**Requirement:** Arrange everything from the line containing "Where can the red" down to the line containing "point(36, 130)", both lines included, as a two-column CSV headed entry_text and answer. Give one row per entry, with its text and its answer each in one quoted field and line breaks replaced by spaces.

____ Extracted information

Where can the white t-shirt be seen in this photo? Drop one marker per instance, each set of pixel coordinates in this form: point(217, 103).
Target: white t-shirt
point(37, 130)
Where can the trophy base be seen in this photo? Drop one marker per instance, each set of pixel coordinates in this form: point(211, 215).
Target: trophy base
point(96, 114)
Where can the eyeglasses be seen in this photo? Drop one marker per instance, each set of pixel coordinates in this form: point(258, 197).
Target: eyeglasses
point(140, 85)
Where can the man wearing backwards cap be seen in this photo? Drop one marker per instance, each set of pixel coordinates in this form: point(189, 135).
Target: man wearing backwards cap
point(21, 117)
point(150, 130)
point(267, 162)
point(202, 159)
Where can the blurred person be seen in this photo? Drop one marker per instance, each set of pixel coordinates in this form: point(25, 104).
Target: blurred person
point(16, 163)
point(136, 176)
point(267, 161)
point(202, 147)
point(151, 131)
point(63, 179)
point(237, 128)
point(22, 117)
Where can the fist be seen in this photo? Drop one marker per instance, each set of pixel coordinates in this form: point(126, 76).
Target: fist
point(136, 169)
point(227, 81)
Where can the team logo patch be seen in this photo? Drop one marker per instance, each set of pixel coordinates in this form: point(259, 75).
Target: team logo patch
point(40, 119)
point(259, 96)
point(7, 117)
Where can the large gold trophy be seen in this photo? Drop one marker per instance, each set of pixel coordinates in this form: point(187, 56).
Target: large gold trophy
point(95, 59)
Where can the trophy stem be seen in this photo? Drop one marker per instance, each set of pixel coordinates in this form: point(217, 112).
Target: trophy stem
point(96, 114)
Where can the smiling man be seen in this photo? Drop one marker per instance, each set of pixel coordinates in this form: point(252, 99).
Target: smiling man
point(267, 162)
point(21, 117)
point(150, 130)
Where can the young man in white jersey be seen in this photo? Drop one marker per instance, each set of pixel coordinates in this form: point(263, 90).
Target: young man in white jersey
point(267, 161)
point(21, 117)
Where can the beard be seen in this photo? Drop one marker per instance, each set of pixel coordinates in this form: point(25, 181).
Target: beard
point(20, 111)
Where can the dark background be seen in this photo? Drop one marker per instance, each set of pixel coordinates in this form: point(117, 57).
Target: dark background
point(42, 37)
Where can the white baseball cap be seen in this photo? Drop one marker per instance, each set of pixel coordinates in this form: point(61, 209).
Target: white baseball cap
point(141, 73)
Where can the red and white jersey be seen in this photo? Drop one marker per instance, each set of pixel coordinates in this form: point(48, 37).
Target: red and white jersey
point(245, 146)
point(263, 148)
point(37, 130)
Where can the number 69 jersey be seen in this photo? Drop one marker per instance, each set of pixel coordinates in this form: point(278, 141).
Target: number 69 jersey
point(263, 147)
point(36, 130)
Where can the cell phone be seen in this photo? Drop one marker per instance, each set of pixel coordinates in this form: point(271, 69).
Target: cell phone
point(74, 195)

________
____ Extracted information

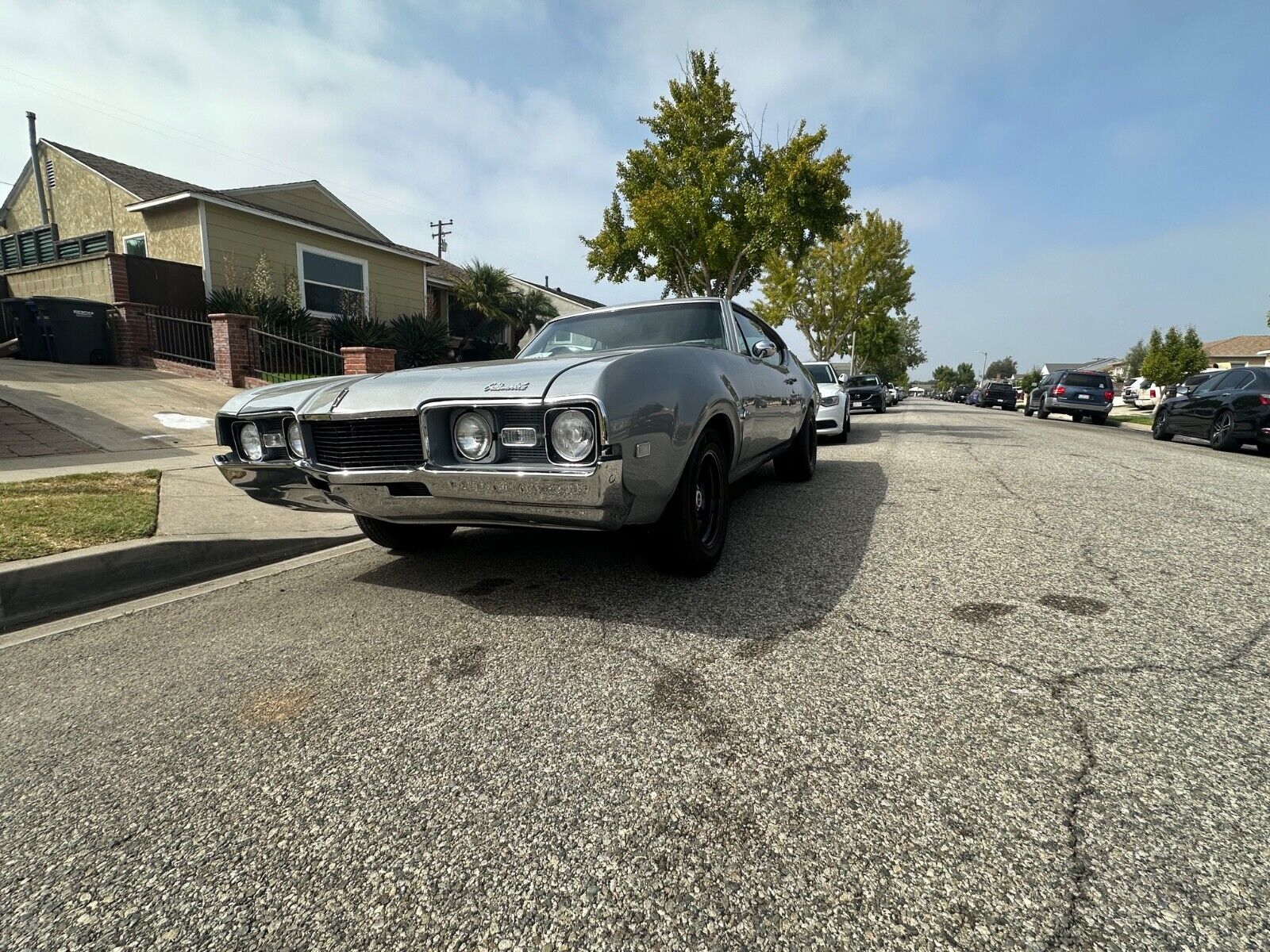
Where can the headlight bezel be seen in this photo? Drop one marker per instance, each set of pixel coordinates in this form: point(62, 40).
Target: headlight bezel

________

**Solution to the exercise:**
entry_text,answer
"Where can the red and white jersey be seen in this photo? Drop one marker per instance, each set of pixel coordinates in this form: point(48, 37). Target: red and white jersey","point(245, 146) point(263, 148) point(37, 130)"
"Where can the number 69 jersey be seen in this photo? Drop one marker per instance, each set of pixel coordinates in this form: point(278, 141). Target: number 69 jersey","point(263, 147) point(36, 130)"